Extracted text
## start

Peter Bolland
Seventh Sunday after Pentecost
Hello St. Paul’s! Please be seated.
Did Jesus keep secrets? Did he hold something back? Is there such a thing as “the hidden teachings of Jesus?”
And this question too—did the Rabbi from Nazareth, the Master Teacher, sometimes struggle to impart the wisdom he himself seemed to embody?
Today’s reading from the Gospel of Matthew opens a door though which we might engage in that inquiry, and I want to walk through that door with you.
The Parable of the Sower appears in all three of the synoptic gospels—Mark, Matthew, and Luke. And in all three versions it unfolds just about the same.
When I was invited to speak today, and when I got the readings, I was surprised to see that our lectionary excluded what is to my mind the most interesting part—and that’s the part I want to focus on with you this morning.
As we just heard, Jesus was met with a large crowd—so big in fact that he climbed in a boat and pushed away from the shore in order to be seen and heard by as many folks as possible.
“Then he told them many things in parables,” Matthew tells us, but we only get this one. And it’s a doozy.

## end

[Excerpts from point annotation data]
## start

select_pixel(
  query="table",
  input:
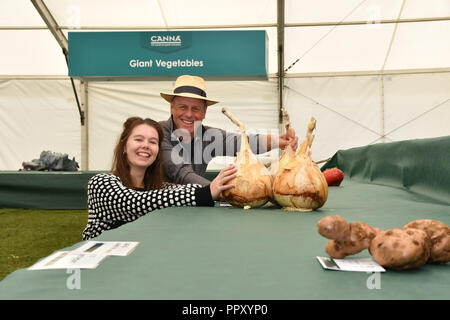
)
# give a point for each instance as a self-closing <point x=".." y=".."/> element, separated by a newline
<point x="230" y="253"/>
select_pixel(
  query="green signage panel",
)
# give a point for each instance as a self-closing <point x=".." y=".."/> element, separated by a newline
<point x="144" y="55"/>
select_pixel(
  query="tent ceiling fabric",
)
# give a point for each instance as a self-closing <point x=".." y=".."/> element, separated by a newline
<point x="334" y="48"/>
<point x="365" y="78"/>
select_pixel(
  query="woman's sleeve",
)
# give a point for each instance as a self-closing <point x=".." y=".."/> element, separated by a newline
<point x="109" y="197"/>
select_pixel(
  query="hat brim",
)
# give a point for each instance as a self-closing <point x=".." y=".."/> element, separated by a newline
<point x="169" y="97"/>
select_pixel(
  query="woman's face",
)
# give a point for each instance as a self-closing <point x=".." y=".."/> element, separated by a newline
<point x="142" y="147"/>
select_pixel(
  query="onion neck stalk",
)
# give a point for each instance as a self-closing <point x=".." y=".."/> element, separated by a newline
<point x="253" y="184"/>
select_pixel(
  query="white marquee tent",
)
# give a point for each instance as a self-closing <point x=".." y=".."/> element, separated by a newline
<point x="369" y="71"/>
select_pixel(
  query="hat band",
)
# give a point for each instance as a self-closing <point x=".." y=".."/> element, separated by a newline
<point x="190" y="89"/>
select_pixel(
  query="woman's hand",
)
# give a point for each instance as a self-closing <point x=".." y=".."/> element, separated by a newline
<point x="219" y="184"/>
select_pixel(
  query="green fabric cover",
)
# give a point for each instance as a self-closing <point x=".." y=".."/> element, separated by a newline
<point x="420" y="166"/>
<point x="231" y="253"/>
<point x="269" y="253"/>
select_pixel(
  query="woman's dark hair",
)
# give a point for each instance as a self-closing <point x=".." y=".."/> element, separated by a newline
<point x="153" y="178"/>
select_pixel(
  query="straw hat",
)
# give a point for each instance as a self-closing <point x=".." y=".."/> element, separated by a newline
<point x="190" y="87"/>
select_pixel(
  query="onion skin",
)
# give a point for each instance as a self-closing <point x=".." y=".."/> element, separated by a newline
<point x="301" y="184"/>
<point x="253" y="184"/>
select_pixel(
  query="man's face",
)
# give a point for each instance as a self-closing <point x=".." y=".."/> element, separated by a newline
<point x="188" y="113"/>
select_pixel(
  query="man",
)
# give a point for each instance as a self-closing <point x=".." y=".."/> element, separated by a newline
<point x="188" y="146"/>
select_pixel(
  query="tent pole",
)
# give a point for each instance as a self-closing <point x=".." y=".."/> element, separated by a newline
<point x="280" y="51"/>
<point x="84" y="127"/>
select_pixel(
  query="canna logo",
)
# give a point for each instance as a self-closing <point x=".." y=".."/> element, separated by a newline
<point x="166" y="42"/>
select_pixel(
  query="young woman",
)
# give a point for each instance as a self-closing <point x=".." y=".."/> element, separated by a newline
<point x="135" y="185"/>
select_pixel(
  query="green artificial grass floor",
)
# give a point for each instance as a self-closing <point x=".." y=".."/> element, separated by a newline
<point x="28" y="235"/>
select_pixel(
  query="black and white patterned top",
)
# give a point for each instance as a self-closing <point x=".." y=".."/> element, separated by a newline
<point x="111" y="204"/>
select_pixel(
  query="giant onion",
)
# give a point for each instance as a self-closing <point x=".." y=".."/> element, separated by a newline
<point x="253" y="183"/>
<point x="299" y="183"/>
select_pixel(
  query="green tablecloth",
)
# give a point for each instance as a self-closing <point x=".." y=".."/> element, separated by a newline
<point x="229" y="253"/>
<point x="268" y="253"/>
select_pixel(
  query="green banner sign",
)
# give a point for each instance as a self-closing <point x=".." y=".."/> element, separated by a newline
<point x="147" y="55"/>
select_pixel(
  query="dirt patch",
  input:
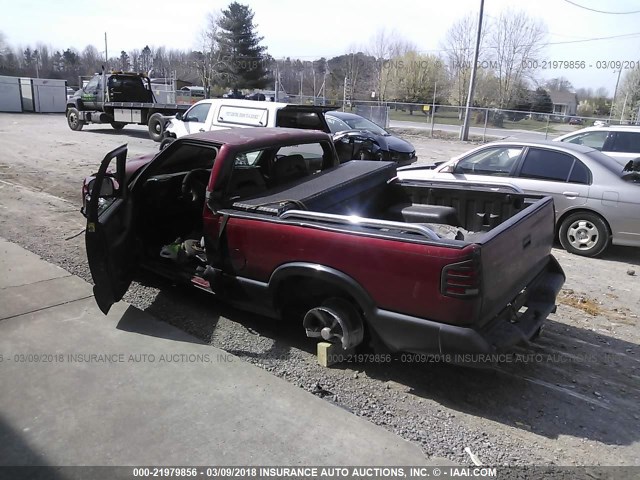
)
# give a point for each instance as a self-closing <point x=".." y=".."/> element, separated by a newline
<point x="570" y="298"/>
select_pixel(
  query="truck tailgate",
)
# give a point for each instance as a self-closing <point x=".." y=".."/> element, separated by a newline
<point x="513" y="254"/>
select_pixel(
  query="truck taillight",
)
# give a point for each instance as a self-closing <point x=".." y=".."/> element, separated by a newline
<point x="461" y="279"/>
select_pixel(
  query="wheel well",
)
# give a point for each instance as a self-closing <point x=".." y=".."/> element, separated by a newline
<point x="298" y="293"/>
<point x="579" y="210"/>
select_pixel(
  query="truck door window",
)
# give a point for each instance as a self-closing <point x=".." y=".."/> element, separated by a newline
<point x="197" y="113"/>
<point x="313" y="155"/>
<point x="336" y="125"/>
<point x="496" y="161"/>
<point x="94" y="85"/>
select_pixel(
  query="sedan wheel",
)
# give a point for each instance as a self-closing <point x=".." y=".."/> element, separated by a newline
<point x="584" y="234"/>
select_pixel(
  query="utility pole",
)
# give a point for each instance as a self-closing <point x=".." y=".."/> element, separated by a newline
<point x="624" y="106"/>
<point x="344" y="93"/>
<point x="615" y="93"/>
<point x="277" y="86"/>
<point x="106" y="55"/>
<point x="464" y="131"/>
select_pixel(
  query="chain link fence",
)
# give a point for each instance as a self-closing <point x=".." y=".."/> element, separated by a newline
<point x="484" y="122"/>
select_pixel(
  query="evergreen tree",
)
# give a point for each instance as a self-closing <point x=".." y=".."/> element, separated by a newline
<point x="243" y="58"/>
<point x="541" y="101"/>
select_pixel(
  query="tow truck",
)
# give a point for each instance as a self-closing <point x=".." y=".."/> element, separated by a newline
<point x="120" y="98"/>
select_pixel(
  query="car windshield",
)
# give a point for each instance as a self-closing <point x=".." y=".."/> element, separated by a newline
<point x="361" y="123"/>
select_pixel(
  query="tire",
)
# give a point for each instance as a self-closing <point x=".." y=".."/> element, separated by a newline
<point x="585" y="234"/>
<point x="166" y="142"/>
<point x="73" y="119"/>
<point x="156" y="127"/>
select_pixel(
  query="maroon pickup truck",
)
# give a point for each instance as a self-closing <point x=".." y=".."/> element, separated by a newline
<point x="270" y="221"/>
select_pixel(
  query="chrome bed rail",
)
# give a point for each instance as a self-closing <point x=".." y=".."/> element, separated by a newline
<point x="354" y="220"/>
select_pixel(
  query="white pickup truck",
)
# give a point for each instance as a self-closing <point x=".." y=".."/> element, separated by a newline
<point x="223" y="113"/>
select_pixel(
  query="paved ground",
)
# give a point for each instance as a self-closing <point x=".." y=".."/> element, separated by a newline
<point x="79" y="388"/>
<point x="578" y="406"/>
<point x="491" y="133"/>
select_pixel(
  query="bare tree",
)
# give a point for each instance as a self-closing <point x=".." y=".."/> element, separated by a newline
<point x="208" y="60"/>
<point x="384" y="47"/>
<point x="416" y="76"/>
<point x="626" y="105"/>
<point x="559" y="84"/>
<point x="515" y="42"/>
<point x="459" y="46"/>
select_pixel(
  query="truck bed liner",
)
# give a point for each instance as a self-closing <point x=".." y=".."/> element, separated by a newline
<point x="326" y="191"/>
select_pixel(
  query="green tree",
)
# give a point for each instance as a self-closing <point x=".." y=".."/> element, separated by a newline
<point x="244" y="59"/>
<point x="541" y="101"/>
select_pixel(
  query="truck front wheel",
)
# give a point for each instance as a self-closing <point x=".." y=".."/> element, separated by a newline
<point x="156" y="126"/>
<point x="73" y="119"/>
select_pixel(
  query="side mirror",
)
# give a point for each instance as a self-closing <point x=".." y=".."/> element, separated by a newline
<point x="107" y="189"/>
<point x="449" y="168"/>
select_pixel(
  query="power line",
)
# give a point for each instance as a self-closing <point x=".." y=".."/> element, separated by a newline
<point x="584" y="40"/>
<point x="601" y="11"/>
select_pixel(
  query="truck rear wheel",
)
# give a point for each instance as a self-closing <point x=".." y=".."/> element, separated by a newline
<point x="336" y="320"/>
<point x="73" y="119"/>
<point x="156" y="126"/>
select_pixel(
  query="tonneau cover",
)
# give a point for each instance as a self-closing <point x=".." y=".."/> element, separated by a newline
<point x="325" y="191"/>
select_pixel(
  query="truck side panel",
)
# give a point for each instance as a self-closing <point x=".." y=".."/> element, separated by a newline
<point x="398" y="276"/>
<point x="513" y="253"/>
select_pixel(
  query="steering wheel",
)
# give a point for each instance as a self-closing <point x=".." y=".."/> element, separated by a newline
<point x="195" y="183"/>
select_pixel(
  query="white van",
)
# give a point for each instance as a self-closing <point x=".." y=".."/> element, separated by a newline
<point x="222" y="113"/>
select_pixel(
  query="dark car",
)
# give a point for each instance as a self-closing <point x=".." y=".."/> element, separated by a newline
<point x="368" y="141"/>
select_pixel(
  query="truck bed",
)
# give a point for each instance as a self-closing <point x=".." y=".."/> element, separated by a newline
<point x="148" y="105"/>
<point x="496" y="265"/>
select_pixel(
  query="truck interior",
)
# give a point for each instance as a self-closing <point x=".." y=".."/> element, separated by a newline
<point x="129" y="88"/>
<point x="277" y="183"/>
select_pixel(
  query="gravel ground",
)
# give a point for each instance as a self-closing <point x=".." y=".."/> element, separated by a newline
<point x="573" y="402"/>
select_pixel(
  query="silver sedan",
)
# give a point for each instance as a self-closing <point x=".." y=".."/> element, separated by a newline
<point x="597" y="200"/>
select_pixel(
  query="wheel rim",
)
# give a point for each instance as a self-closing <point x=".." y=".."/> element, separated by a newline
<point x="336" y="321"/>
<point x="322" y="323"/>
<point x="583" y="235"/>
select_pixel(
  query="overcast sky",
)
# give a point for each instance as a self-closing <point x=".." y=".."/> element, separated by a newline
<point x="307" y="30"/>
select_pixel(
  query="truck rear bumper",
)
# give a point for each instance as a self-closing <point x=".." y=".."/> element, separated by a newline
<point x="417" y="335"/>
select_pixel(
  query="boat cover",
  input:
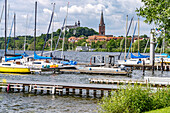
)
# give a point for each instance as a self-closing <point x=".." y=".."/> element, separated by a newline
<point x="69" y="63"/>
<point x="12" y="58"/>
<point x="40" y="57"/>
<point x="143" y="56"/>
<point x="24" y="54"/>
<point x="139" y="56"/>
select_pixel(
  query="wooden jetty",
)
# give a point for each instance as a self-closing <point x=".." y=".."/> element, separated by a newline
<point x="164" y="67"/>
<point x="94" y="72"/>
<point x="57" y="88"/>
<point x="153" y="81"/>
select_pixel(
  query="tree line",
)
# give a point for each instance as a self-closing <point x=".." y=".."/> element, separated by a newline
<point x="103" y="46"/>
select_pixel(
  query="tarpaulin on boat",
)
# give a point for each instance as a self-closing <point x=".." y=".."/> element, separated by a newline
<point x="24" y="54"/>
<point x="40" y="57"/>
<point x="12" y="58"/>
<point x="69" y="63"/>
<point x="143" y="56"/>
<point x="133" y="56"/>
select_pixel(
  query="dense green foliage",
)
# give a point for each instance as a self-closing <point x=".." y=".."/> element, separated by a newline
<point x="163" y="110"/>
<point x="157" y="11"/>
<point x="135" y="99"/>
<point x="102" y="46"/>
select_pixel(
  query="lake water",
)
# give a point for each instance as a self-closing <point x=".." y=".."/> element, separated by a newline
<point x="21" y="102"/>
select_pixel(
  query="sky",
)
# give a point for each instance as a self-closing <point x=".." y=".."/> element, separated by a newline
<point x="88" y="12"/>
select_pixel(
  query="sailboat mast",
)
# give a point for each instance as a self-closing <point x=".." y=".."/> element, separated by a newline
<point x="64" y="31"/>
<point x="52" y="29"/>
<point x="126" y="34"/>
<point x="5" y="24"/>
<point x="138" y="34"/>
<point x="14" y="30"/>
<point x="2" y="13"/>
<point x="35" y="26"/>
<point x="26" y="32"/>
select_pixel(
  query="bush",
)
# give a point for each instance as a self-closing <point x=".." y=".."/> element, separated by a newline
<point x="134" y="99"/>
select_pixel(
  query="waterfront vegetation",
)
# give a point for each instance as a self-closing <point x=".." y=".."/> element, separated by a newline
<point x="99" y="46"/>
<point x="163" y="110"/>
<point x="135" y="99"/>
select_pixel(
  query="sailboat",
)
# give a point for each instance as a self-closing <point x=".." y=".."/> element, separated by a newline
<point x="15" y="66"/>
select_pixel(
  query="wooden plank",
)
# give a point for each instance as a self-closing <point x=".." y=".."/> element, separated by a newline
<point x="95" y="72"/>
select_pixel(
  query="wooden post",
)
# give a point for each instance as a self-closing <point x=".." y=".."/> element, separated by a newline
<point x="102" y="93"/>
<point x="109" y="93"/>
<point x="94" y="59"/>
<point x="73" y="91"/>
<point x="48" y="91"/>
<point x="42" y="90"/>
<point x="87" y="92"/>
<point x="35" y="90"/>
<point x="80" y="91"/>
<point x="143" y="67"/>
<point x="103" y="59"/>
<point x="18" y="88"/>
<point x="162" y="68"/>
<point x="94" y="93"/>
<point x="67" y="91"/>
<point x="30" y="88"/>
<point x="53" y="90"/>
<point x="23" y="88"/>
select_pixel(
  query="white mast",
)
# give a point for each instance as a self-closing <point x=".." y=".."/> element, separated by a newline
<point x="64" y="30"/>
<point x="26" y="32"/>
<point x="52" y="28"/>
<point x="126" y="34"/>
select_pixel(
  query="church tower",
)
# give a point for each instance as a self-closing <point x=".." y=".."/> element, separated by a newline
<point x="101" y="25"/>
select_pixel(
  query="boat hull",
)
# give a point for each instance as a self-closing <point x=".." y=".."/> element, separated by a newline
<point x="14" y="70"/>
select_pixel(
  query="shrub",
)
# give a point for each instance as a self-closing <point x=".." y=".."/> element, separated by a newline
<point x="134" y="99"/>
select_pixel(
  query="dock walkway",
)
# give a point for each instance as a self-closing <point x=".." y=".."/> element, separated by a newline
<point x="57" y="87"/>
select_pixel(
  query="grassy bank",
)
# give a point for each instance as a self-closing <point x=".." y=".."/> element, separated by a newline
<point x="135" y="99"/>
<point x="163" y="110"/>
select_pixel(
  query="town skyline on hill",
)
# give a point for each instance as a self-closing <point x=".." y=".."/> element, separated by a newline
<point x="87" y="12"/>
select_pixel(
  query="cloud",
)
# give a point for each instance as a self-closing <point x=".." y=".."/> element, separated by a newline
<point x="45" y="10"/>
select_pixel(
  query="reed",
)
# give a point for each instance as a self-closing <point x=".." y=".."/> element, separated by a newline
<point x="135" y="99"/>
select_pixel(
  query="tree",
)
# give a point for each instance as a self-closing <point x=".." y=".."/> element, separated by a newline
<point x="157" y="11"/>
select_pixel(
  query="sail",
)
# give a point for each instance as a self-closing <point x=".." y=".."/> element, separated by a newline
<point x="24" y="54"/>
<point x="12" y="58"/>
<point x="40" y="57"/>
<point x="142" y="56"/>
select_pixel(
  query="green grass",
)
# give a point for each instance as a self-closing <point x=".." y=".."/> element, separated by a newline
<point x="135" y="99"/>
<point x="163" y="110"/>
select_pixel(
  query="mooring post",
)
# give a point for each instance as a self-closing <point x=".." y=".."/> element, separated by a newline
<point x="109" y="93"/>
<point x="143" y="67"/>
<point x="152" y="49"/>
<point x="80" y="92"/>
<point x="94" y="93"/>
<point x="18" y="88"/>
<point x="53" y="90"/>
<point x="23" y="88"/>
<point x="94" y="59"/>
<point x="103" y="59"/>
<point x="73" y="91"/>
<point x="41" y="90"/>
<point x="64" y="57"/>
<point x="87" y="92"/>
<point x="67" y="91"/>
<point x="48" y="91"/>
<point x="30" y="88"/>
<point x="162" y="68"/>
<point x="35" y="90"/>
<point x="102" y="93"/>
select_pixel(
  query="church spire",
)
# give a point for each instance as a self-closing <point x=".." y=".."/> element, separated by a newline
<point x="102" y="25"/>
<point x="101" y="19"/>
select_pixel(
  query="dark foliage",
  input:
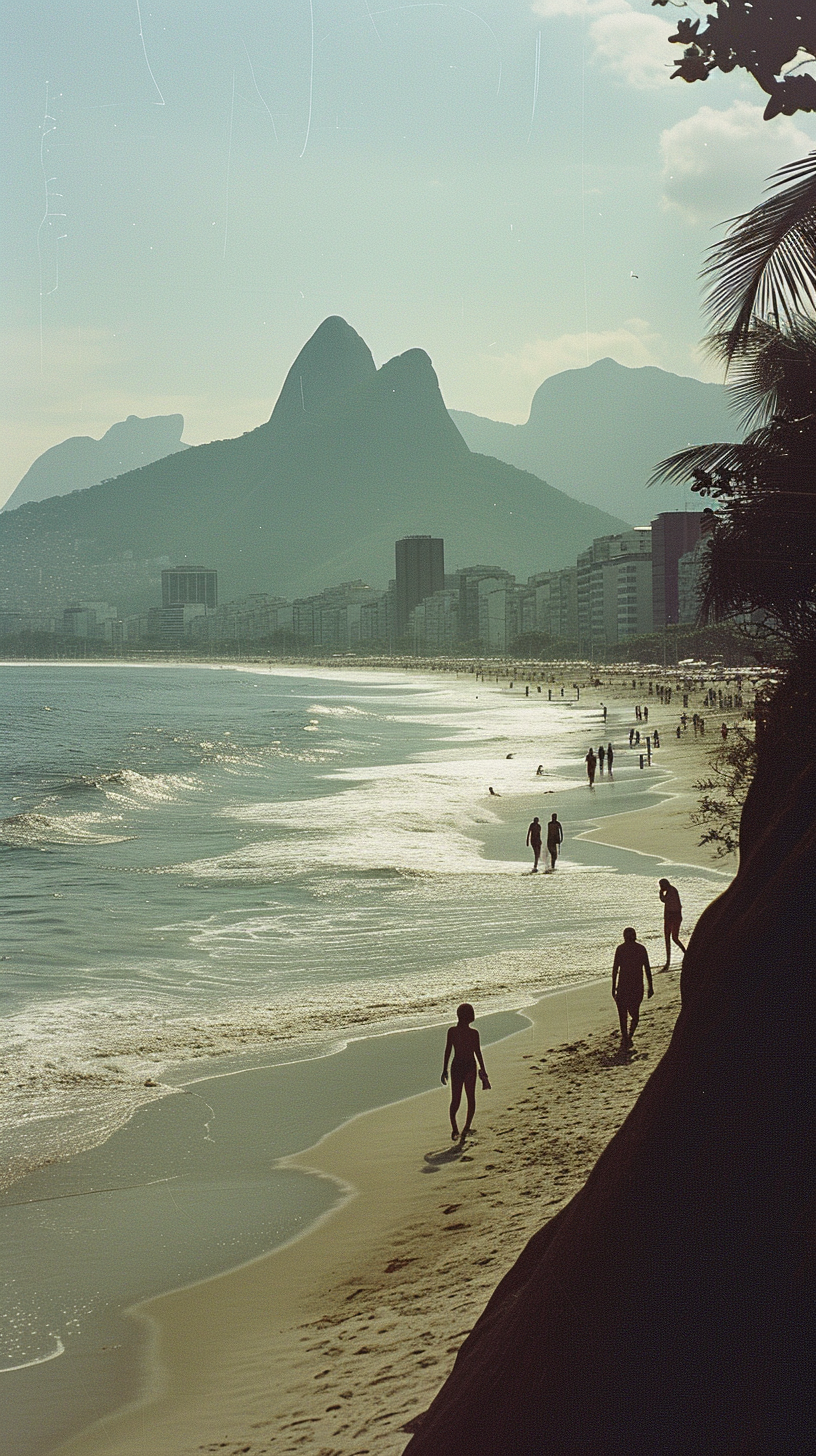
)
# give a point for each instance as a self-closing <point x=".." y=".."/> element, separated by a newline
<point x="723" y="792"/>
<point x="765" y="265"/>
<point x="759" y="37"/>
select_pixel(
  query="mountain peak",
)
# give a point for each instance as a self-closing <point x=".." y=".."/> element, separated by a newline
<point x="332" y="363"/>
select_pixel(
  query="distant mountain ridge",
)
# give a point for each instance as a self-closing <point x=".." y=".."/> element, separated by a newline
<point x="598" y="433"/>
<point x="80" y="462"/>
<point x="351" y="459"/>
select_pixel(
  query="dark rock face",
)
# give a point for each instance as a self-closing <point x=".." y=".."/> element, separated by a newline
<point x="669" y="1308"/>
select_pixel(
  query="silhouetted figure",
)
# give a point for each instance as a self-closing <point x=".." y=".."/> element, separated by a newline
<point x="631" y="960"/>
<point x="464" y="1043"/>
<point x="554" y="839"/>
<point x="534" y="840"/>
<point x="672" y="918"/>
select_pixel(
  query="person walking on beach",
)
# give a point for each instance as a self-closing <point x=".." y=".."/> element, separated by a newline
<point x="672" y="918"/>
<point x="534" y="840"/>
<point x="554" y="839"/>
<point x="464" y="1043"/>
<point x="628" y="967"/>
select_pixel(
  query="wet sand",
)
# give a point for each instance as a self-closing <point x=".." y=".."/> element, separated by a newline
<point x="335" y="1343"/>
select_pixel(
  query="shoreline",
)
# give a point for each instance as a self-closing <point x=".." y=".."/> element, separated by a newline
<point x="236" y="1357"/>
<point x="185" y="1328"/>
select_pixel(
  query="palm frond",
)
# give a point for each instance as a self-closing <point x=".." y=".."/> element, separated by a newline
<point x="739" y="457"/>
<point x="774" y="372"/>
<point x="765" y="267"/>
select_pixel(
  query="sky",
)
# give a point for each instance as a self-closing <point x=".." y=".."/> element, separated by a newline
<point x="193" y="185"/>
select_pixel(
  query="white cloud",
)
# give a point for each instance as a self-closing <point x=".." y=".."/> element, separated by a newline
<point x="716" y="162"/>
<point x="624" y="41"/>
<point x="633" y="344"/>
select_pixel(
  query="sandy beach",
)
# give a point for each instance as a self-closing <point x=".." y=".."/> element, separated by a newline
<point x="335" y="1343"/>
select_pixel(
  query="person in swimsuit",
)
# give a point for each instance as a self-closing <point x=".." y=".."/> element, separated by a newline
<point x="534" y="840"/>
<point x="464" y="1043"/>
<point x="672" y="918"/>
<point x="590" y="762"/>
<point x="631" y="960"/>
<point x="554" y="839"/>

## end

To-do list
a. List the gospels that the sermon says contain the Parable of the Sower.
b. Answer these questions about the sermon:
(i) What Sunday is given in its heading?
(ii) From which gospel does today's reading come?
(iii) What did Jesus climb into so that the crowd could see and hear him?

Problem solutions
a. Mark, Matthew, Luke

b.
(i) The Seventh Sunday after Pentecost
(ii) The Gospel of Matthew
(iii) A boat